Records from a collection
___
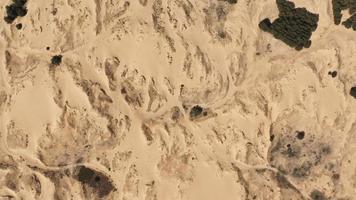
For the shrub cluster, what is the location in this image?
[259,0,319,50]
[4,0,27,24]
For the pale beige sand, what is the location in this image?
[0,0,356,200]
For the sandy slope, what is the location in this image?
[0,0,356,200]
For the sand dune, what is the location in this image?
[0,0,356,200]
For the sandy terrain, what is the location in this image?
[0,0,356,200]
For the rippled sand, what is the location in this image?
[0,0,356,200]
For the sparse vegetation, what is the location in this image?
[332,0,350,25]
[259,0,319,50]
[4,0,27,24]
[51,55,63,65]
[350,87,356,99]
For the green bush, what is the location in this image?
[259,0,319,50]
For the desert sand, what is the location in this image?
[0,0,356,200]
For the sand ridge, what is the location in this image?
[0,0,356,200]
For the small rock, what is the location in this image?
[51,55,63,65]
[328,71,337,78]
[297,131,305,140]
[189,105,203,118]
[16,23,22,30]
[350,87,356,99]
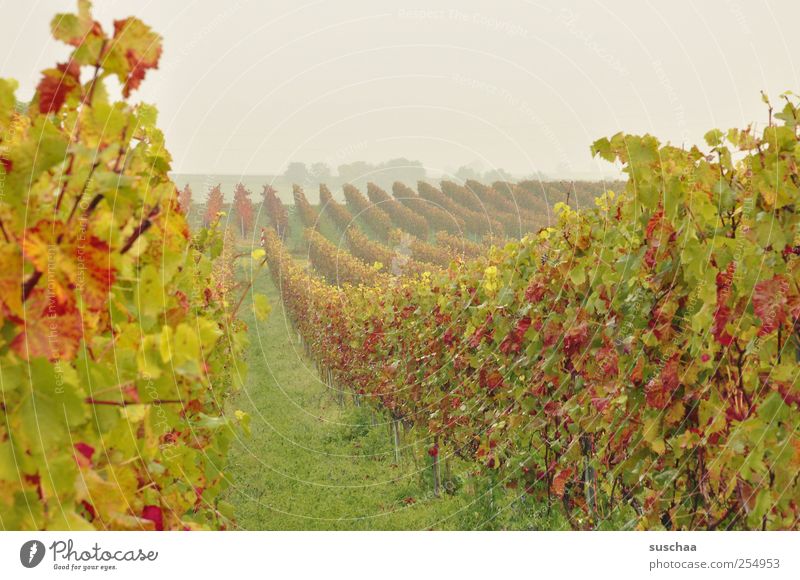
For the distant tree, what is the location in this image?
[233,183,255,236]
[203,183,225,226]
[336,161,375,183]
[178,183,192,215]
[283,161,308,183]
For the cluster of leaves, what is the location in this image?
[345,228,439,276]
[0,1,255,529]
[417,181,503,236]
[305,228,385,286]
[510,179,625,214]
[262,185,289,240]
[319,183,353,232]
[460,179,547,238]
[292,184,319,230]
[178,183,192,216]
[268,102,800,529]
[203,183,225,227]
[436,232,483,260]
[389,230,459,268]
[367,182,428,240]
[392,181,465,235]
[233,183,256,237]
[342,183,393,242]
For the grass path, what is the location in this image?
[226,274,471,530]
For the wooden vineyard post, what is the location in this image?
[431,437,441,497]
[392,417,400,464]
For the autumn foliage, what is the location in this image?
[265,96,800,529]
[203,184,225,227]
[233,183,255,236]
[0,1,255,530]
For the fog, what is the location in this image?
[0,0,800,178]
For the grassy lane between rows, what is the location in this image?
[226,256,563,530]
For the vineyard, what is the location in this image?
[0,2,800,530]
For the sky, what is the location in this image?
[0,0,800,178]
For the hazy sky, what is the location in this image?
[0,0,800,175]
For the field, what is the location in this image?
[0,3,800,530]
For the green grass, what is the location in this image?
___
- Directive
Return each line from the entries above that contains the word "green".

- Complete response
For the green bush, what is the location in this image?
For the green grass, what is the location in this image?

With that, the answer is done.